-- The problem --
From the saved entries below, extract each line that contains the word "firefighter" and copy those lines out in full.

[Saved entries]

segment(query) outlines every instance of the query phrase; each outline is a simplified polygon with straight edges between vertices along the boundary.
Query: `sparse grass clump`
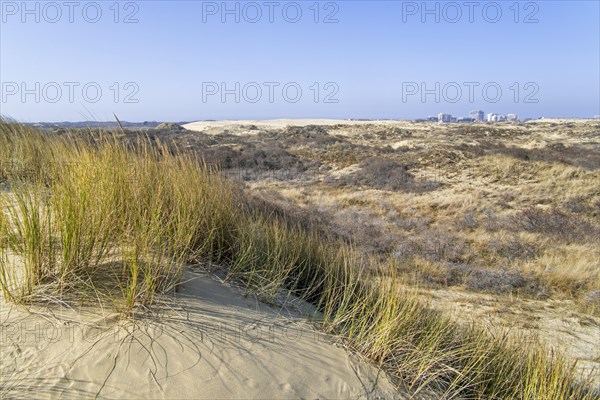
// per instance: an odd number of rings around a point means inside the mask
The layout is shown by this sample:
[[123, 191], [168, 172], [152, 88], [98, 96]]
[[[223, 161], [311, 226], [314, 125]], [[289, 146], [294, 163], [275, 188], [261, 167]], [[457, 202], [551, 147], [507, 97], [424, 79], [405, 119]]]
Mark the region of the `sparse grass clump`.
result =
[[[0, 122], [0, 284], [8, 300], [112, 302], [129, 315], [220, 263], [269, 299], [282, 290], [415, 391], [443, 398], [597, 398], [561, 356], [434, 311], [347, 244], [255, 207], [201, 162], [114, 136], [51, 136]], [[391, 272], [390, 272], [391, 271]]]

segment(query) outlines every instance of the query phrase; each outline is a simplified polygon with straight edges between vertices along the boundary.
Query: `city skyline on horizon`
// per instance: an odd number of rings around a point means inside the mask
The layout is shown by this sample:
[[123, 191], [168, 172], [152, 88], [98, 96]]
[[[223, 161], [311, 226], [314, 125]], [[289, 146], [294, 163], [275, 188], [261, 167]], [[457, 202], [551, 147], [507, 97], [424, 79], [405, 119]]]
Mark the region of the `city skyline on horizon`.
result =
[[0, 115], [600, 115], [598, 2], [65, 4], [0, 1]]

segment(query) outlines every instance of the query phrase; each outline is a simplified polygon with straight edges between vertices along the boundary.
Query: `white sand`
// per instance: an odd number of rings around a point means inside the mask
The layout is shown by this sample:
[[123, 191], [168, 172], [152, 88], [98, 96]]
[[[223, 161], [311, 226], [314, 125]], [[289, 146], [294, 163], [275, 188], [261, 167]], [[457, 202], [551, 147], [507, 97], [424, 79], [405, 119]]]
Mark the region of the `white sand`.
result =
[[187, 278], [160, 317], [135, 323], [0, 303], [0, 392], [65, 399], [402, 397], [385, 374], [299, 312], [244, 297], [200, 273]]

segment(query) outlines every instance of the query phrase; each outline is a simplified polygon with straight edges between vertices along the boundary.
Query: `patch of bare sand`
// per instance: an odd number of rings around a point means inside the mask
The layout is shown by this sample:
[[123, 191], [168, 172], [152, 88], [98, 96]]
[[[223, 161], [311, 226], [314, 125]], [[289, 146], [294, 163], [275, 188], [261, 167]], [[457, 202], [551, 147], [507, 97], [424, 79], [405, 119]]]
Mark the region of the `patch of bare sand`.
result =
[[3, 398], [410, 397], [316, 331], [306, 310], [204, 273], [189, 271], [174, 301], [134, 321], [0, 305]]

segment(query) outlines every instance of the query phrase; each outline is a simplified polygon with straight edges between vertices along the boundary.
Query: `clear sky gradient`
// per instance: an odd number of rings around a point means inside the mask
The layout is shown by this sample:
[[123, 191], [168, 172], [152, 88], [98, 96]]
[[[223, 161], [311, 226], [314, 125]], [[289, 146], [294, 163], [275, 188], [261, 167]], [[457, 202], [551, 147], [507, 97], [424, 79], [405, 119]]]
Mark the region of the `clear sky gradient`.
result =
[[0, 3], [21, 121], [600, 114], [598, 1]]

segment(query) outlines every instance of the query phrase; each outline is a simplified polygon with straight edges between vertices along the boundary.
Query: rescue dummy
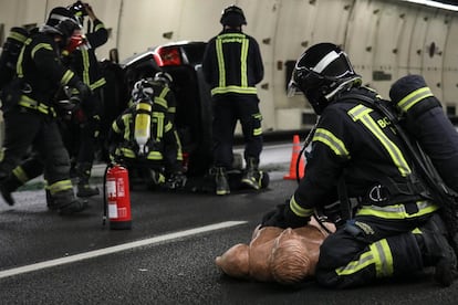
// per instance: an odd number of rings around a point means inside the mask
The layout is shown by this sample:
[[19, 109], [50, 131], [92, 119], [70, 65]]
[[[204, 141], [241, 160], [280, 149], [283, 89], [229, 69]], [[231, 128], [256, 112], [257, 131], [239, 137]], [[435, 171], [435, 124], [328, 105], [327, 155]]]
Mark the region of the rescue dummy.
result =
[[[331, 223], [325, 225], [335, 230]], [[216, 264], [236, 278], [291, 285], [313, 277], [320, 245], [327, 235], [314, 219], [296, 229], [258, 227], [249, 244], [233, 245], [216, 257]]]

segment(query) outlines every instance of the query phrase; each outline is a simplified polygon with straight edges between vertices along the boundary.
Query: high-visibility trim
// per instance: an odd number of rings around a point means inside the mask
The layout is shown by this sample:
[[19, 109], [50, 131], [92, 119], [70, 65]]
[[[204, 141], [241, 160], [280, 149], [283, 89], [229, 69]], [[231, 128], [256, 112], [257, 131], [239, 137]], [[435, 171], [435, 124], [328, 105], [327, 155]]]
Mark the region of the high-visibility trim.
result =
[[27, 95], [21, 95], [18, 104], [22, 107], [34, 109], [45, 115], [52, 115], [53, 117], [56, 116], [53, 107], [50, 107], [43, 103], [37, 102], [35, 99], [32, 99]]
[[154, 151], [149, 151], [148, 152], [148, 156], [146, 158], [148, 160], [156, 160], [156, 161], [158, 161], [158, 160], [162, 160], [164, 157], [163, 157], [163, 154], [160, 151], [154, 150]]
[[330, 130], [324, 128], [316, 128], [313, 136], [313, 141], [321, 141], [326, 145], [335, 155], [350, 159], [350, 152], [345, 147], [345, 144], [334, 136]]
[[408, 94], [406, 97], [399, 101], [397, 103], [397, 106], [400, 108], [402, 112], [408, 112], [408, 109], [413, 106], [415, 106], [418, 102], [421, 99], [425, 99], [426, 97], [434, 96], [431, 90], [429, 87], [421, 87], [418, 88], [410, 94]]
[[393, 254], [386, 239], [369, 244], [372, 253], [374, 253], [375, 276], [388, 277], [393, 275]]
[[105, 80], [105, 77], [102, 77], [102, 78], [100, 78], [98, 81], [96, 81], [96, 82], [92, 83], [92, 84], [90, 85], [90, 87], [91, 87], [91, 90], [96, 90], [96, 88], [98, 88], [98, 87], [101, 87], [101, 86], [103, 86], [103, 85], [105, 85], [105, 84], [106, 84], [106, 80]]
[[61, 84], [66, 85], [74, 75], [75, 74], [73, 73], [73, 71], [71, 70], [65, 71], [64, 75], [61, 78]]
[[48, 51], [53, 51], [51, 44], [49, 43], [39, 43], [35, 46], [33, 46], [32, 51], [30, 52], [30, 56], [33, 59], [35, 56], [35, 53], [40, 51], [40, 49], [45, 49]]
[[354, 274], [368, 265], [374, 264], [374, 254], [372, 250], [364, 252], [360, 255], [357, 261], [352, 261], [347, 263], [345, 266], [339, 267], [335, 270], [337, 275], [351, 275]]
[[426, 200], [417, 201], [415, 204], [418, 208], [418, 212], [412, 214], [406, 211], [406, 207], [403, 203], [399, 203], [385, 207], [361, 206], [361, 208], [356, 211], [356, 215], [369, 215], [382, 219], [399, 220], [430, 214], [439, 209], [439, 206]]
[[241, 86], [227, 86], [227, 87], [215, 87], [211, 90], [211, 95], [226, 94], [226, 93], [240, 93], [240, 94], [257, 94], [256, 87], [241, 87]]
[[81, 56], [83, 59], [83, 83], [86, 85], [91, 85], [91, 77], [90, 77], [90, 59], [89, 59], [89, 52], [87, 49], [81, 49]]
[[167, 99], [165, 99], [164, 97], [160, 96], [156, 96], [154, 98], [154, 103], [156, 103], [157, 105], [163, 106], [165, 109], [167, 109]]
[[21, 33], [18, 33], [15, 31], [10, 32], [10, 34], [8, 35], [8, 38], [13, 39], [13, 40], [17, 40], [17, 41], [22, 42], [22, 43], [24, 43], [29, 39], [29, 36], [23, 35]]
[[217, 53], [218, 71], [219, 71], [219, 87], [225, 87], [226, 86], [226, 67], [225, 67], [225, 54], [222, 53], [222, 39], [221, 38], [218, 38], [216, 40], [216, 53]]
[[[31, 42], [32, 42], [32, 39], [29, 38], [29, 39], [25, 40], [24, 45], [29, 45]], [[22, 62], [23, 62], [23, 59], [24, 59], [24, 52], [25, 52], [25, 48], [22, 46], [21, 53], [19, 53], [18, 62], [15, 63], [15, 71], [17, 71], [19, 77], [24, 76], [24, 73], [23, 73], [23, 70], [22, 70]]]
[[14, 175], [14, 177], [21, 181], [22, 183], [25, 183], [27, 181], [29, 181], [29, 176], [27, 175], [27, 172], [24, 171], [24, 169], [21, 166], [17, 166], [13, 170], [12, 173]]
[[66, 180], [54, 182], [51, 186], [49, 186], [48, 189], [50, 190], [51, 194], [55, 194], [56, 192], [60, 192], [60, 191], [73, 189], [72, 180], [66, 179]]
[[240, 85], [242, 87], [248, 87], [248, 72], [247, 72], [247, 59], [248, 59], [248, 46], [249, 40], [244, 39], [241, 45], [240, 54]]
[[299, 217], [311, 217], [314, 212], [314, 209], [305, 209], [302, 208], [296, 201], [294, 196], [291, 197], [290, 199], [290, 209], [291, 211], [293, 211], [294, 214], [299, 215]]
[[360, 120], [382, 144], [385, 150], [389, 154], [394, 165], [397, 167], [400, 176], [408, 176], [412, 170], [399, 147], [397, 147], [386, 135], [383, 133], [381, 126], [369, 115], [373, 109], [367, 108], [364, 105], [357, 105], [348, 111], [348, 115], [353, 120]]

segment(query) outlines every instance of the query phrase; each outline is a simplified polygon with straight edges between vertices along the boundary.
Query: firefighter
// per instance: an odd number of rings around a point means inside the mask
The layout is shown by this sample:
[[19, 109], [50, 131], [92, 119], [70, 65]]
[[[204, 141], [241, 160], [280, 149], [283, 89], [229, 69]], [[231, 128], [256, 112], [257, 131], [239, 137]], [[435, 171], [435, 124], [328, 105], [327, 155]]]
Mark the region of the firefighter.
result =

-- Result for this exercise --
Query: firefighter
Mark the region of the firefighter.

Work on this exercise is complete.